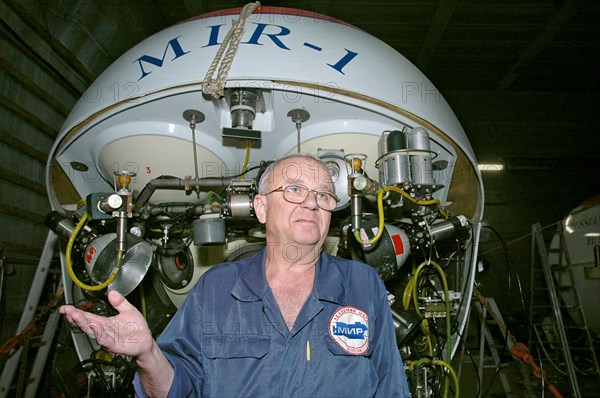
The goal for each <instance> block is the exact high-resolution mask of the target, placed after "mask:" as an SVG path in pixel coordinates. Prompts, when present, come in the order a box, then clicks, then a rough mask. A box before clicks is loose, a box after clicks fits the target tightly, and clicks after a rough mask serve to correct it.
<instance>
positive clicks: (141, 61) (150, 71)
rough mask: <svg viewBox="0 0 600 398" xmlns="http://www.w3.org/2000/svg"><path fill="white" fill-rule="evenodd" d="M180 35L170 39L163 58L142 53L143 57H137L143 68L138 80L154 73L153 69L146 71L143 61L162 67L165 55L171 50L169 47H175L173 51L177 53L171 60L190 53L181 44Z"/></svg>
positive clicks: (173, 59) (152, 64) (163, 54)
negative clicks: (147, 71) (141, 74)
mask: <svg viewBox="0 0 600 398" xmlns="http://www.w3.org/2000/svg"><path fill="white" fill-rule="evenodd" d="M180 37H181V36H177V37H176V38H174V39H172V40H170V41H169V42H168V43H167V47H166V48H165V52H164V53H163V56H162V58H160V59H159V58H155V57H152V56H150V55H142V56H141V57H139V58H138V59H136V61H137V62H138V63H139V64H140V69H141V70H142V77H140V78H139V79H138V81H140V80H142V79H143V78H144V77H146V76H148V75H149V74H150V73H152V71H150V72H146V71H145V70H144V65H143V64H142V62H147V63H149V64H152V65H154V66H158V67H159V68H162V65H163V63H164V61H165V57H166V56H167V51H169V48H171V49H173V53H175V57H174V58H173V59H171V61H174V60H176V59H177V58H179V57H181V56H183V55H185V54H188V53H189V51H183V48H182V47H181V45H180V44H179V41H178V40H177V39H179V38H180Z"/></svg>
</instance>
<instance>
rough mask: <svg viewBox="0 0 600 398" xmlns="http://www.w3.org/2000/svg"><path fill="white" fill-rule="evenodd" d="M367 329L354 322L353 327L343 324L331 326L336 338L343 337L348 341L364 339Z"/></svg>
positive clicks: (358, 323)
mask: <svg viewBox="0 0 600 398" xmlns="http://www.w3.org/2000/svg"><path fill="white" fill-rule="evenodd" d="M366 331H367V327H366V326H365V325H364V324H362V323H360V322H355V323H354V324H353V325H349V324H347V323H344V322H336V323H335V324H334V325H333V334H334V335H336V336H344V337H346V338H349V339H361V340H362V339H364V338H365V332H366Z"/></svg>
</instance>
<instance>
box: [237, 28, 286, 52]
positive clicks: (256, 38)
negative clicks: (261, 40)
mask: <svg viewBox="0 0 600 398" xmlns="http://www.w3.org/2000/svg"><path fill="white" fill-rule="evenodd" d="M254 24H255V25H256V29H255V30H254V33H253V34H252V37H250V40H248V41H247V42H246V43H245V44H255V45H258V46H262V45H263V44H261V43H259V42H258V40H259V39H260V37H261V36H262V35H263V34H264V35H265V36H268V37H269V38H270V39H271V40H272V41H273V43H275V45H276V46H277V47H279V48H281V49H284V50H290V49H289V48H288V47H286V45H285V44H283V42H282V41H281V40H279V37H277V36H287V35H289V34H290V30H289V29H288V28H286V27H284V26H281V25H272V24H264V23H254ZM267 26H277V27H279V29H280V32H279V33H264V31H265V28H266V27H267Z"/></svg>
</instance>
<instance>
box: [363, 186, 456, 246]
mask: <svg viewBox="0 0 600 398" xmlns="http://www.w3.org/2000/svg"><path fill="white" fill-rule="evenodd" d="M388 191H393V192H396V193H399V194H400V195H402V196H404V197H405V198H406V199H408V200H410V201H411V202H413V203H414V204H416V205H419V206H430V205H437V207H438V211H439V212H440V214H441V215H442V217H444V218H448V213H446V212H445V211H444V210H442V208H441V207H440V201H439V200H437V199H430V200H417V199H415V198H413V197H412V196H410V195H409V194H408V193H407V192H406V191H404V190H402V189H400V188H398V187H395V186H393V185H386V186H383V187H381V188H380V189H379V190H378V191H377V214H378V216H379V225H378V228H377V234H376V235H375V236H374V237H373V238H371V239H369V240H368V241H367V243H365V241H364V240H363V239H362V238H361V237H360V231H359V230H354V237H355V238H356V241H357V242H358V243H360V244H361V245H363V246H365V245H366V246H371V245H374V244H375V243H376V242H377V241H378V240H379V238H381V235H383V228H384V225H385V219H384V214H383V194H384V193H385V192H388Z"/></svg>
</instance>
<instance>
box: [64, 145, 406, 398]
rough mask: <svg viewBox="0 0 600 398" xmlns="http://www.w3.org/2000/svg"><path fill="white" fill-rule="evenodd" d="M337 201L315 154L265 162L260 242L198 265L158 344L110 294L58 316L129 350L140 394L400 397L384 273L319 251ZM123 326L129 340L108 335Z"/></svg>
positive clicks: (257, 209)
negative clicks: (196, 273) (127, 328)
mask: <svg viewBox="0 0 600 398" xmlns="http://www.w3.org/2000/svg"><path fill="white" fill-rule="evenodd" d="M337 202H338V199H337V196H336V195H335V193H334V186H333V183H332V181H331V178H330V176H329V174H328V172H327V169H326V168H325V166H324V165H323V164H322V163H321V162H320V161H319V160H318V159H316V158H313V157H310V156H305V155H293V156H289V157H286V158H283V159H280V160H278V161H276V162H274V163H272V164H271V165H270V166H269V167H268V168H267V170H265V172H264V173H263V175H262V177H261V180H260V182H259V194H258V195H256V197H255V199H254V210H255V213H256V216H257V218H258V220H259V221H260V222H261V223H263V224H265V228H266V246H265V249H264V250H263V251H262V252H261V253H259V254H256V255H254V256H252V257H249V258H245V259H242V260H241V261H238V262H232V263H225V264H221V265H219V266H216V267H213V268H212V269H211V270H209V271H208V272H206V273H205V274H204V275H203V276H202V277H201V278H200V280H199V281H198V283H197V285H196V286H195V287H194V289H193V290H192V291H191V293H190V294H189V296H188V297H187V298H186V300H185V302H184V303H183V304H182V306H181V308H180V309H179V310H178V311H177V313H176V315H175V316H174V317H173V319H172V320H171V322H170V323H169V325H168V326H167V327H166V329H165V330H164V332H163V333H162V335H161V336H160V338H159V339H158V341H157V342H155V341H154V340H153V339H152V336H151V333H150V330H149V329H148V327H147V325H146V322H145V321H144V319H143V317H142V316H141V315H140V314H139V312H138V311H137V310H136V309H135V308H134V307H133V306H131V305H130V304H129V303H128V302H127V301H126V300H125V299H124V298H123V297H122V296H121V295H119V294H118V293H117V292H110V293H109V296H108V298H109V300H110V302H111V304H112V305H113V306H114V307H115V309H117V311H119V314H118V315H116V316H115V317H112V318H100V317H97V316H95V315H92V314H88V313H84V312H82V311H79V310H76V309H75V308H74V307H72V306H64V307H62V308H61V312H62V313H63V314H65V316H66V318H67V319H68V320H69V321H71V322H72V323H75V324H77V325H78V326H79V327H80V328H82V329H83V330H84V331H86V332H87V333H88V334H90V335H92V336H93V337H95V338H96V340H97V341H98V343H99V344H101V345H103V346H105V347H106V348H107V349H109V350H111V351H113V352H116V353H121V354H125V355H130V356H133V357H135V359H136V361H137V364H138V365H139V372H138V376H137V377H136V381H135V388H136V392H137V393H138V394H139V395H144V394H147V395H148V396H167V395H169V396H173V397H181V396H206V397H267V396H268V397H338V396H339V397H342V396H343V397H372V396H381V397H409V396H410V394H409V392H408V387H407V383H406V376H405V373H404V368H403V365H402V362H401V358H400V355H399V352H398V350H397V347H396V340H395V334H394V328H393V323H392V318H391V314H390V311H389V306H388V303H387V293H386V290H385V287H384V285H383V283H382V281H381V279H380V278H379V276H378V275H377V273H376V272H375V271H374V270H373V269H372V268H371V267H369V266H368V265H365V264H362V263H358V262H354V261H349V260H345V259H340V258H337V257H332V256H329V255H328V254H326V253H324V252H323V250H322V249H323V244H324V242H325V238H326V236H327V232H328V229H329V223H330V219H331V211H332V210H333V209H334V208H335V206H336V204H337ZM132 322H133V323H134V324H136V325H139V327H138V330H137V333H136V334H135V336H133V338H134V339H135V341H136V342H135V343H133V342H127V341H114V339H112V338H111V337H112V336H114V333H107V331H108V328H109V327H114V325H115V324H119V325H125V324H129V327H130V330H131V325H132ZM130 340H131V339H130Z"/></svg>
────
**TASK DESCRIPTION**
Starting at the beginning of the lines and ending at the line containing "positive clicks: (141, 61) (150, 71)", give those lines again with every "rough mask" changed to "coarse mask" and nothing else altered. Omit the pictures from your answer.

**SOLUTION**
The goal for each <instance> block is the exact high-resolution mask of the target, placed after "mask:" as an SVG path in pixel coordinates. Prompts, when present, come in the order a box, then clicks, then a coarse mask. A box before clicks is loose, a box after clicks fits the target tightly, and clicks after a coarse mask serve to correct it.
<instance>
positive clicks: (141, 61) (150, 71)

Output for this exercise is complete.